**Your assignment**
Look through the lines below and copy each one that includes "instance".

**Data items**
__________
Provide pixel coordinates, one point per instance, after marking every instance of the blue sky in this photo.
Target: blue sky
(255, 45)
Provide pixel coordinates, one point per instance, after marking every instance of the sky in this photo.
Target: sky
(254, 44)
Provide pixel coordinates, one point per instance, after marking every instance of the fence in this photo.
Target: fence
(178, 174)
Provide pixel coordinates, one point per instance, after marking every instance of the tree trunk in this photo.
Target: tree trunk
__________
**Answer to the exercise**
Provide pixel coordinates, one point per instance, after marking every instance of the blue sky in this photo.
Provide pixel coordinates, one point per instance, after marking every instance of the sky in this photo.
Provide pixel coordinates, one point per instance, after marking every instance of the fence in this photo.
Provide pixel coordinates, one point per instance, after marking every instance of the tree trunk in this photo.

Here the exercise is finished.